▶ _ACTIVITY_:
The output should consist solely of the lines running from the one that contains "Query: overcast sky" through the end of the records below, copied exactly.

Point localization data

——————————

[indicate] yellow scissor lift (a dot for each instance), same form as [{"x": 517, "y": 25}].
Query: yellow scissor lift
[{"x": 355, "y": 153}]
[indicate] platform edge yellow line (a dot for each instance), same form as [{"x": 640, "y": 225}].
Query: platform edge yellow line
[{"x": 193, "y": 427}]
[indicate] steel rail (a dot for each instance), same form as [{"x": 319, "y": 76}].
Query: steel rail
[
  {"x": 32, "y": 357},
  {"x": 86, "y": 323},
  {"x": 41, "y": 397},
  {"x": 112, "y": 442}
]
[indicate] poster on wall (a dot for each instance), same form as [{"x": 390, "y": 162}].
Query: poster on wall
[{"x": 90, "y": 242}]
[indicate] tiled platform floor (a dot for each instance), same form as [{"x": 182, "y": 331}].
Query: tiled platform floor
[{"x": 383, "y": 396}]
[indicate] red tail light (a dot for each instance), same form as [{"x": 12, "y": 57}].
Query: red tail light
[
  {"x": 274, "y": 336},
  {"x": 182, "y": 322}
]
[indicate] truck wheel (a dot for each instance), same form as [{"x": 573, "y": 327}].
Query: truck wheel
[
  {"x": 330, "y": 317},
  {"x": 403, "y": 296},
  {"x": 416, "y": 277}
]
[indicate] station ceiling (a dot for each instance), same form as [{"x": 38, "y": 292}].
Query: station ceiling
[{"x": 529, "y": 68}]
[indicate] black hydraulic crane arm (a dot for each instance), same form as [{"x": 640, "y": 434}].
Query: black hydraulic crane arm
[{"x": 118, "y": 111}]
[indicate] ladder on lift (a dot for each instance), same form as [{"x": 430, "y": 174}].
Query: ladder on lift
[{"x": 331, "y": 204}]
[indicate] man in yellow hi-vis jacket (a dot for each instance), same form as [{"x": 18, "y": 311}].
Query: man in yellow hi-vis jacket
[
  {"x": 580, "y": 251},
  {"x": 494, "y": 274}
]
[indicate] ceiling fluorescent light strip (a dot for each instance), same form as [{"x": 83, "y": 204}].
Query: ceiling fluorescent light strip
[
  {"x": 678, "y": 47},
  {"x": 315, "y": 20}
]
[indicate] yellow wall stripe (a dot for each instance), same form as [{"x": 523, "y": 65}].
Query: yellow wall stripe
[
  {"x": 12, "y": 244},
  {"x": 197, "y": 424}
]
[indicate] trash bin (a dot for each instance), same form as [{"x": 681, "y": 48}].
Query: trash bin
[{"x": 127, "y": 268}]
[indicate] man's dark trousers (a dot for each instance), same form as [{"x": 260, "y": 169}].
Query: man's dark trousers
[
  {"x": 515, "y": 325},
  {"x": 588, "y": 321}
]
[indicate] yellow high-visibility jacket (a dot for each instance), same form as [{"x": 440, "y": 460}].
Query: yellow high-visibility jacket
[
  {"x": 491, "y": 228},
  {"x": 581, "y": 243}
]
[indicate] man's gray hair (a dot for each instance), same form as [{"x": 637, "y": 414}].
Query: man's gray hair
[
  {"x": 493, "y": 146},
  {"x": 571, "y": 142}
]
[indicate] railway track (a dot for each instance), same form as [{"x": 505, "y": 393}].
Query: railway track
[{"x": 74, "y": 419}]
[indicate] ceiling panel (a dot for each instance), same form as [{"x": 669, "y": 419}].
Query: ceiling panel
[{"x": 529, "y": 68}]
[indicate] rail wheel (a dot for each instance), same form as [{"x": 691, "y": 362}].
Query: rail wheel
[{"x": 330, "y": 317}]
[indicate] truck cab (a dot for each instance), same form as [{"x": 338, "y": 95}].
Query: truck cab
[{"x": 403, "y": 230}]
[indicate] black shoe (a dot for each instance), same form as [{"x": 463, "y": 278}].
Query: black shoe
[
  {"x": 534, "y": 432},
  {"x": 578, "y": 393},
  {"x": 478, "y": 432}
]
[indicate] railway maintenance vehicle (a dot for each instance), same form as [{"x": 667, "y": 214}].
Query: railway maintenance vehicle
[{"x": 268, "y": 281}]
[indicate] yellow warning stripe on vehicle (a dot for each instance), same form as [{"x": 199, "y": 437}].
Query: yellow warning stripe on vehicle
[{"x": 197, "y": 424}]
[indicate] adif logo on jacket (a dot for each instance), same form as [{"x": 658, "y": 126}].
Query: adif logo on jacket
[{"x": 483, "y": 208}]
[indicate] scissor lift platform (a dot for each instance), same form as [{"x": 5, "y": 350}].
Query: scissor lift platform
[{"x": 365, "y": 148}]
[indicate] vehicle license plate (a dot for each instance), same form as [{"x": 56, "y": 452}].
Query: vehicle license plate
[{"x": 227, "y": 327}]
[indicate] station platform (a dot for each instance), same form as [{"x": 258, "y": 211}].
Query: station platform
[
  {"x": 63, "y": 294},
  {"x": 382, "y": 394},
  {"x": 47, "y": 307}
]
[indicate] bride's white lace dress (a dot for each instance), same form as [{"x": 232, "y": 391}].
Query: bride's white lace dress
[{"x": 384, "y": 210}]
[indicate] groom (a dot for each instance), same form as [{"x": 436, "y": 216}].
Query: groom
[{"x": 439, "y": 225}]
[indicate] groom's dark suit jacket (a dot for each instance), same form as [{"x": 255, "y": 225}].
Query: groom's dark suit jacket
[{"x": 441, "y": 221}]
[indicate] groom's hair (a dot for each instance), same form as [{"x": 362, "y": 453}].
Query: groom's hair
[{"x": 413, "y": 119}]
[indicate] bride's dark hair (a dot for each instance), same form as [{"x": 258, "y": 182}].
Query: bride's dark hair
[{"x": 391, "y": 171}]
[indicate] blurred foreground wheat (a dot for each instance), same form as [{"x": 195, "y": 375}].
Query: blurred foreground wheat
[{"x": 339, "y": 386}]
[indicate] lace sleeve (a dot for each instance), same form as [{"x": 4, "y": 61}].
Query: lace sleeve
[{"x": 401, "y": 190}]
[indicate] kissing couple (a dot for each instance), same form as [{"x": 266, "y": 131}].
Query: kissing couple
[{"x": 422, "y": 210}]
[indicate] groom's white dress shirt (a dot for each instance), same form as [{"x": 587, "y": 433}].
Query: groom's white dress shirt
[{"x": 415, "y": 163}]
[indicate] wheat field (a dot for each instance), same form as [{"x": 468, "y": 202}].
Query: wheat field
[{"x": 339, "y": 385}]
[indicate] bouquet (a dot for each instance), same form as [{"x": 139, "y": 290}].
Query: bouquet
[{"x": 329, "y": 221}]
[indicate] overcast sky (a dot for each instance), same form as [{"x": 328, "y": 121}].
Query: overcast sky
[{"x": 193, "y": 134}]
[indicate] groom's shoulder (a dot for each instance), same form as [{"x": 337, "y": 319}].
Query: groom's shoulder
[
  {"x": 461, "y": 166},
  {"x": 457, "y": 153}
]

——————————

▶ _ANSWER FOR THIS EXERCISE_:
Query: overcast sky
[{"x": 193, "y": 134}]
[indicate] groom's shoulder (a dot for each instance), same form as [{"x": 337, "y": 319}].
Query: groom's shoulder
[
  {"x": 461, "y": 166},
  {"x": 457, "y": 153}
]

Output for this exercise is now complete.